- Short exercise: Output only the lines from the line holding "the sign post." through the close of the records, exactly as they appear, with all pictures omitted.

- Data supplied:
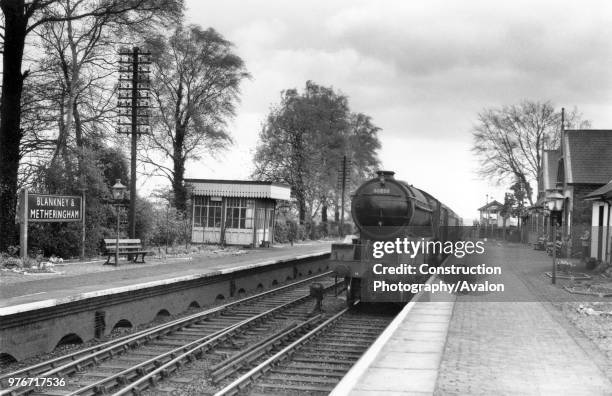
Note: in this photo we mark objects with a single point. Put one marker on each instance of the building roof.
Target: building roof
(604, 192)
(239, 188)
(550, 159)
(491, 206)
(587, 156)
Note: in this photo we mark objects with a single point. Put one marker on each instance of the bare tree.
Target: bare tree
(304, 140)
(20, 19)
(509, 141)
(195, 86)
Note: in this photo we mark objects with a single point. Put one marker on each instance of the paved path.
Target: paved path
(130, 274)
(519, 345)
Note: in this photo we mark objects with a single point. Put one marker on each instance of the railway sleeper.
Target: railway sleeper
(306, 359)
(268, 387)
(318, 366)
(318, 351)
(302, 379)
(322, 372)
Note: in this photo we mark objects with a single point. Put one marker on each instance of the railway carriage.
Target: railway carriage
(385, 209)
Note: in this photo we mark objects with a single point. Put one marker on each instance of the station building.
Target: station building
(580, 166)
(234, 212)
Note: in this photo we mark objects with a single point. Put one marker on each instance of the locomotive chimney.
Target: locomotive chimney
(385, 174)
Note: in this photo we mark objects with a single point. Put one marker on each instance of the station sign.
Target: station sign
(54, 208)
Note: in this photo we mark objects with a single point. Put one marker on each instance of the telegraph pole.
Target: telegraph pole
(133, 111)
(343, 179)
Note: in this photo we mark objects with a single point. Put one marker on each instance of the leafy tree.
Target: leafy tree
(304, 140)
(509, 141)
(20, 19)
(196, 85)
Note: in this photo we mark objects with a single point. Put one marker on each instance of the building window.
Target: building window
(207, 212)
(235, 212)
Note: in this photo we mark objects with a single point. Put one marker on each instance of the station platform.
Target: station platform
(95, 279)
(514, 343)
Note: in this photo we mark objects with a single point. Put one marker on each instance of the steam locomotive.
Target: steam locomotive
(385, 209)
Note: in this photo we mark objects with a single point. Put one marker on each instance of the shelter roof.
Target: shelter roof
(604, 192)
(239, 188)
(491, 206)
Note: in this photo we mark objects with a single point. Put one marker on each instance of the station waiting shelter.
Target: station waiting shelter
(234, 212)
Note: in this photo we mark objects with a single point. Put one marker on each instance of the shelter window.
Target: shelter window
(236, 212)
(207, 212)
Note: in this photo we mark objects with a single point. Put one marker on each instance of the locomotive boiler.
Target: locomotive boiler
(386, 210)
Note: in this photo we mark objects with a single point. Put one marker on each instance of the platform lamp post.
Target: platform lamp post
(554, 203)
(118, 194)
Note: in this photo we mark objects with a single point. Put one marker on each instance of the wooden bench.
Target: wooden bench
(127, 247)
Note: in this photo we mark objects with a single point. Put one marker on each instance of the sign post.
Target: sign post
(48, 209)
(23, 225)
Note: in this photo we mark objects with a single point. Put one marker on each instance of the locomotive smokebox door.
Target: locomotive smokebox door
(316, 291)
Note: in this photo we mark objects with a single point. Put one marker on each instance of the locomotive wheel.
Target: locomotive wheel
(353, 290)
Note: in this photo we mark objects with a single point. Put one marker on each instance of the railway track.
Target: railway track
(135, 362)
(313, 363)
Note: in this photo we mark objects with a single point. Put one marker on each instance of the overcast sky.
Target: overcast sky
(421, 69)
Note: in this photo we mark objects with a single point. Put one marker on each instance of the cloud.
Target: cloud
(421, 69)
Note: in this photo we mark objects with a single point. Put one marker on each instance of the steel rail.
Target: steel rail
(78, 360)
(231, 365)
(240, 383)
(201, 346)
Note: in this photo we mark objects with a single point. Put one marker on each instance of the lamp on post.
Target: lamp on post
(118, 191)
(554, 203)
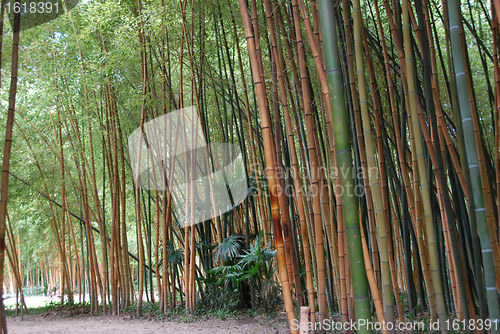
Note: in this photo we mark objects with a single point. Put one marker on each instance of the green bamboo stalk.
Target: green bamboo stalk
(476, 191)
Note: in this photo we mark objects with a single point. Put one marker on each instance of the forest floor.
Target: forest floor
(79, 321)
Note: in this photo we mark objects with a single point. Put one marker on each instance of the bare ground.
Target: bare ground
(48, 323)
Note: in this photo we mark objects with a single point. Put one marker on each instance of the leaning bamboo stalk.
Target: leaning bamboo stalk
(343, 154)
(373, 173)
(268, 146)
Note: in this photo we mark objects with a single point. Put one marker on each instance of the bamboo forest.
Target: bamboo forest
(250, 166)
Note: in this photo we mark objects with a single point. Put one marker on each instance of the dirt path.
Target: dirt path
(37, 324)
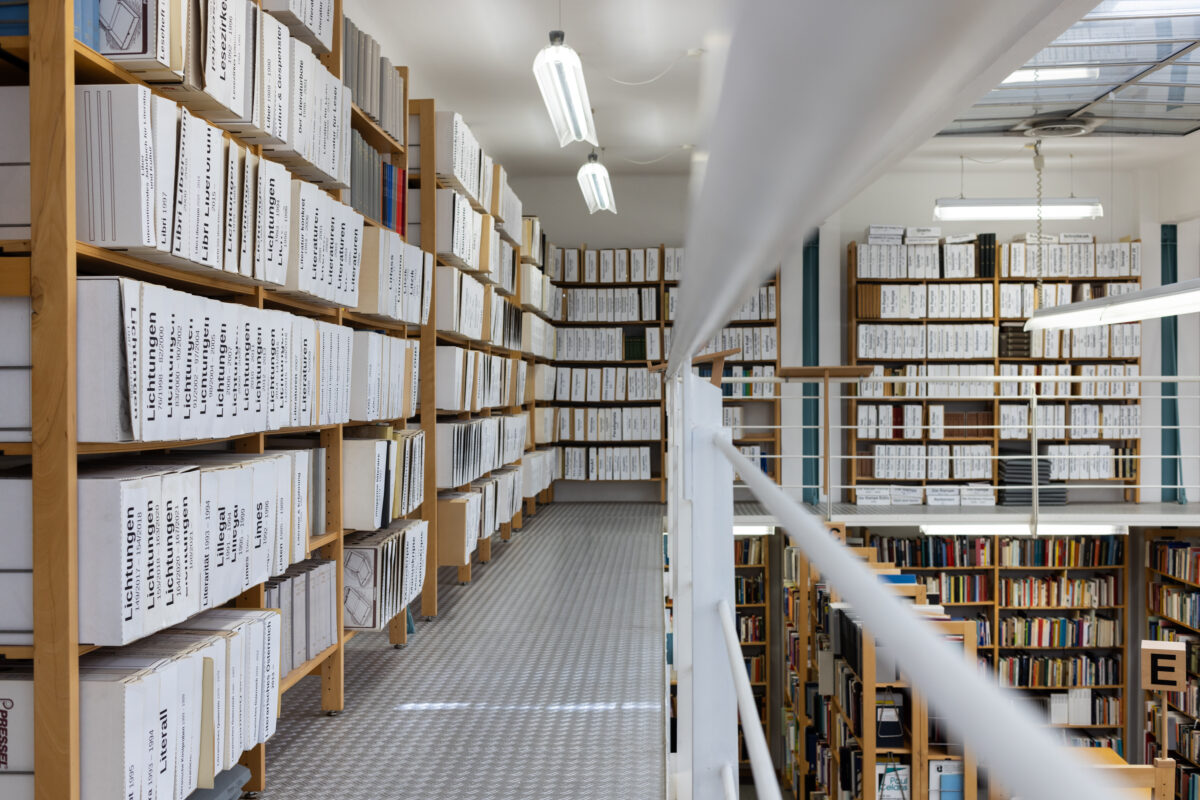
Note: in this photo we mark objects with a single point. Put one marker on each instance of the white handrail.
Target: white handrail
(1006, 738)
(761, 764)
(729, 783)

- Task result:
Note: in this photo we mark objects with a single point. Put one marker on each instance of the sign post.
Target: sign post
(48, 209)
(23, 225)
Note: in this photo we mark objects with a single point. Put one marker on each instance of the locomotive smokebox door.
Target: locomotive smokebox door
(316, 291)
Note: in this photo we mark objects with a single point. Put one marker on each instance of the locomotive wheel.
Target: locomotive wheel
(353, 290)
Note: in this photo we mark objects with a single point. Put one marker on each instance of the railway track.
Target: railway track
(135, 362)
(313, 363)
Note: in this photo we mark objects with a single point. Put one marker on each instance of the overcast sky.
Target: overcast sky
(421, 69)
Note: in this photo we mark objects with a single point. Put one marker on each instance of the cloud.
Target: cloud
(421, 69)
Note: in this photo we mark objects with a single point. Put one marker on each instance of the steel rail.
Target: steel rail
(78, 360)
(231, 365)
(240, 383)
(201, 346)
Note: in this photo we mark objects with a single point. Put one marker on each instance of the lamp on post.
Target: lamp on post
(118, 191)
(554, 203)
Note: in this photo we mark objects with a single point. Put one marker on each instance of the green bamboo stalk.
Target: green bamboo stalk
(476, 191)
Note: in this photo we mark objects with a single point. Put one marker on each instance of the forest floor.
Target: forest floor
(79, 321)
Note: in this photo we mark objects with a single point. Put one marker on each instance of the bare ground.
Target: bare ground
(48, 323)
Note: in this photo we mark objects with a single point. Put one marker on each instance of the leaning bamboo stalk.
Target: leaning bamboo stalk
(343, 154)
(373, 173)
(268, 146)
Note: in this photo we mark objects with a single point. Put one marker on each instance of the bamboo forest.
Target: bamboo forest
(250, 166)
Note: in this photo we mark objects with a single point. Put one marker on each instance of the dirt path.
Target: dirt path
(37, 324)
Note: in this photo we mark objects with a single point. Put one marker on each instance of the white handrail.
Target: white handrail
(1006, 738)
(761, 764)
(729, 783)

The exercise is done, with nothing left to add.